1019: History > General History

submitted by Peter Tsicalas on 23.02.2004

Northern NSW - 6

Upper Hunter Valley

Aberdeen


Theo Harry Catsoulis, the farmer earlier of Grafton, Casino and Bellingen, came here with his family in the late war years and remained through to at least the early 1920s, perhaps retailing as well as growing produce, although Dimitri Efstathios Paspalas, who turned up at the same time, seems to have had the counter duties.

Envy of their farming lifestyle may have influenced Mick Emmanuel Psaltis to get out of the kitchen. He had a short lived café venture here from early 1925, but 9mths after his brother-in-law, George Zacharias Souris, turned up to work for him they must have had a serious discussion on the short comings of potato peeling verses the joys of banana bending. Bananas won the argument and off they went to Repton in early 1927 to purchase a block of crown land, passing their potato peelers to a bloke sporting the nametag of Emanuel Minucoe. But by the early 1930s the Cephalonians, in the form of Peter Denis Danalis, seem to have gained the largest slice of the action.

## TASKS TO CARRY OUT
A. Condense the Aberdeen history paragraph that begins "Envy of their farming lifestyle" into a short bulleted list that keeps its main facts.
B. Continue the Aberdeen history passage past its last sentence, in the same style.

## RECORDS SUPPLIED
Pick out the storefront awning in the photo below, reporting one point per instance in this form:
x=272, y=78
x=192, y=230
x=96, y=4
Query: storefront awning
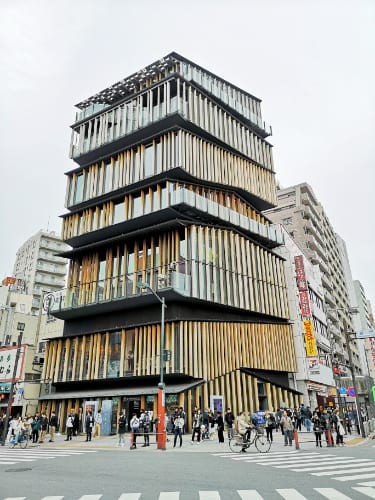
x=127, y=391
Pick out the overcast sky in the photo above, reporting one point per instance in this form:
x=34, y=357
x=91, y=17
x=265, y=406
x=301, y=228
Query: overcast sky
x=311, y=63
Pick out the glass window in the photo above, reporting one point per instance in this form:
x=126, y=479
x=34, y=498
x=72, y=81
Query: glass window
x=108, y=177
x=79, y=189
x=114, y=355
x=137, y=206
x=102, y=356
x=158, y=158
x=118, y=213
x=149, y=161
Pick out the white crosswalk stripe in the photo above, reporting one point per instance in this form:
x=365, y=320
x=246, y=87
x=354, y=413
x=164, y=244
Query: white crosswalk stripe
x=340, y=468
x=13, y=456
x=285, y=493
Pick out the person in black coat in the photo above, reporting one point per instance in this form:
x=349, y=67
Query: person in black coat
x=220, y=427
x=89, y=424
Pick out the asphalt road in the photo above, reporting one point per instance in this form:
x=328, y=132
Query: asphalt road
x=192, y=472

* * *

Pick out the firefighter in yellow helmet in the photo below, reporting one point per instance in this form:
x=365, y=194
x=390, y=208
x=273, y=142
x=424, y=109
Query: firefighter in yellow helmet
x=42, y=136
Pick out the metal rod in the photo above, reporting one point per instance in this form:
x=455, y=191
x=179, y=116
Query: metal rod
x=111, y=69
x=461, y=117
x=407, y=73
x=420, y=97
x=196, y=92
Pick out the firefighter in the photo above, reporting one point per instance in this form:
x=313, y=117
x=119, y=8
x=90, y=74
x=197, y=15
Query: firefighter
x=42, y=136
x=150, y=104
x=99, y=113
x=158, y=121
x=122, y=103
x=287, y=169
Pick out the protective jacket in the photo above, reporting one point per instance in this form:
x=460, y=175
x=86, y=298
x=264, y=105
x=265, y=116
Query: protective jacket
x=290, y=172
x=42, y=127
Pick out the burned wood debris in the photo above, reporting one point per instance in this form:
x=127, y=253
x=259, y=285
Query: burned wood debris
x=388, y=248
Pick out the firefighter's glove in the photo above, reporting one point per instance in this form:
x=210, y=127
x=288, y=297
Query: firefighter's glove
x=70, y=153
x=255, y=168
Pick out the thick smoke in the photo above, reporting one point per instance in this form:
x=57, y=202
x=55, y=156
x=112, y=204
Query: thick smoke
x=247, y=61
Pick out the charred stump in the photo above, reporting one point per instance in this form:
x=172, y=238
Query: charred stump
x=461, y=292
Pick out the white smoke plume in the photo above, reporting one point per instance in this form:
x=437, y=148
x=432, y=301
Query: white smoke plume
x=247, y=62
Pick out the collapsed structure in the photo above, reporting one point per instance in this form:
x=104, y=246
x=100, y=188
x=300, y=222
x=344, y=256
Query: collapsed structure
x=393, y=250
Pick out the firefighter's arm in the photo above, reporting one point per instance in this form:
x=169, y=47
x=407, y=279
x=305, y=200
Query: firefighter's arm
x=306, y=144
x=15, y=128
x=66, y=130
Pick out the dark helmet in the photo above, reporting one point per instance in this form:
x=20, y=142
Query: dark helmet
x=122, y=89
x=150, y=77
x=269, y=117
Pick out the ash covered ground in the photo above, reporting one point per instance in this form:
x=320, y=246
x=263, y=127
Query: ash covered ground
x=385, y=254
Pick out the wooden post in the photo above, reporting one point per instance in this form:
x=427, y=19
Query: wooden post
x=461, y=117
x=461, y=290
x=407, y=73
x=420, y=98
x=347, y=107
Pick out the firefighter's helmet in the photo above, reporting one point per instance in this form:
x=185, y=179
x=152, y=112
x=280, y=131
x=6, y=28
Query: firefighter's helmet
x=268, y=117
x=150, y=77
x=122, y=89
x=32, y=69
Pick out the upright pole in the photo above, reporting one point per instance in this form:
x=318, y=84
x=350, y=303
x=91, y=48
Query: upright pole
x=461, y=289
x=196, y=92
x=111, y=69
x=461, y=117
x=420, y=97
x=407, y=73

## ANSWERS TO THE EXERCISE
A.
- Mick Emmanuel Psaltis ran a short-lived café in Aberdeen from early 1925.
- His brother-in-law, George Zacharias Souris, came to work for him.
- About nine months after Souris arrived, the two left in early 1927 for Repton to buy a block of crown land for banana growing.
- The café passed to Emanuel Minucoe.
- By the early 1930s, Peter Denis Danalis, a Cephalonian, seems to have gained the largest share of the business.

B.
Cassilis

Harry Angelo Logus spent some time here in the mid war years, perhaps managing a short-lived branch of the Andronicos Bros of Musswellbrook. He was 14yrs old when he landed from Logothetianika in 1908, spending the following years working in various cafes in the district until acquiring his own outlet at Hay just after the war.

Denman

The Andronicos of Muswellbrook, sons of the Rev Theo of Kousounari, had an outlet here into the early war years, possibly installing their sister Zaharo/Olga Theodorakakis (Theodore) and family to run it for a while. She and husband Nick, with young sons Peter and Theo in tow, landed in 1913 and went directly to Lismore to work in the Olympia, and while it’s believed she followed her brothers to Muswellbrook it’s a fair bet that she was later the Miss Z. Theodore of Coolangatta from whom fellow Kousounarian, Nick Koukoulis, acquired his café in the early 1920s. She subsequently had a deli in Balmain where she is fondly remembered for her food handouts in the Depression.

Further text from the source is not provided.